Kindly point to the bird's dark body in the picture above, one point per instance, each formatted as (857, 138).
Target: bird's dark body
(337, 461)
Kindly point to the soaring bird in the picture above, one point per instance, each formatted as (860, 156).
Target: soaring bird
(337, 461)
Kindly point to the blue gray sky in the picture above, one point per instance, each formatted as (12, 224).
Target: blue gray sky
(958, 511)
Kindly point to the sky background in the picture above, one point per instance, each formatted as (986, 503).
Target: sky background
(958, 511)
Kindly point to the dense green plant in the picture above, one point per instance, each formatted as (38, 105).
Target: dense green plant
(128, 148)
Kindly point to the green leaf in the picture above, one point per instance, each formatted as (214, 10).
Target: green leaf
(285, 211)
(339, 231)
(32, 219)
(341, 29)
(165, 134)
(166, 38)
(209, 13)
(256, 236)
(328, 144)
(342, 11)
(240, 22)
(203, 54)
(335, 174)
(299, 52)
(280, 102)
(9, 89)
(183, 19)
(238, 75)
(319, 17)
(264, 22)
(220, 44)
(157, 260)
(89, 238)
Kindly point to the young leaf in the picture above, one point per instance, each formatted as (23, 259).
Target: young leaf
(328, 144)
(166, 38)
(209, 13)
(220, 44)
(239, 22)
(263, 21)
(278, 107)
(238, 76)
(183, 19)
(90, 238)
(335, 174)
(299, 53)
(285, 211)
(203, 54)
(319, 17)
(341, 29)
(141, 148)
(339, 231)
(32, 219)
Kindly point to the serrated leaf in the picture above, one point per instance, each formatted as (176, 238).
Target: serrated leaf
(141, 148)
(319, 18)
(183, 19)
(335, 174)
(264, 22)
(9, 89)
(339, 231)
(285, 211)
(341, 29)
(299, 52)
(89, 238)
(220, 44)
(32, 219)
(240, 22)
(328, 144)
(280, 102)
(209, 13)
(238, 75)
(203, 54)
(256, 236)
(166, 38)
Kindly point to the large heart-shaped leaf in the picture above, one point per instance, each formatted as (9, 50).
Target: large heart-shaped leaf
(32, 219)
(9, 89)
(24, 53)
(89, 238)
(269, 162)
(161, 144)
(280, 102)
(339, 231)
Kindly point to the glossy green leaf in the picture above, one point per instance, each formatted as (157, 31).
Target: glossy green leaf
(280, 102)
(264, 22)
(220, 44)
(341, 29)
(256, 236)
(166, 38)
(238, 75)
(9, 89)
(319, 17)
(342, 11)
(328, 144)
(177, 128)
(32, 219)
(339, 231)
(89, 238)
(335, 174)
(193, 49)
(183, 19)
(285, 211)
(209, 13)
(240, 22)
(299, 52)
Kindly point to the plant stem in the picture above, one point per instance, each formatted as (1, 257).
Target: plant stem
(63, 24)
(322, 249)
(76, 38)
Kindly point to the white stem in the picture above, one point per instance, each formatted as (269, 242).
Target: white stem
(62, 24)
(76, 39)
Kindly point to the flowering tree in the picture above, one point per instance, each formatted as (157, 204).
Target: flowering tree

▶ **REQUIRED TASK**
Starting at the line that contains "Kindly point to the white" and stopping after the final line of the records, rewrite those lines as a Markdown table with the columns "Row" and "Line". Number each row and leave out blank lines.

▶ **FINAL RESULT**
| Row | Line |
|---|---|
| 1 | Kindly point to the white stem in the picture above, one point per instance, each formatted as (269, 242). |
| 2 | Target: white stem |
| 3 | (62, 24) |
| 4 | (76, 39) |
| 5 | Kindly point to the flowering tree in the picture above, one point per instance, each formatted as (157, 204). |
| 6 | Target: flowering tree |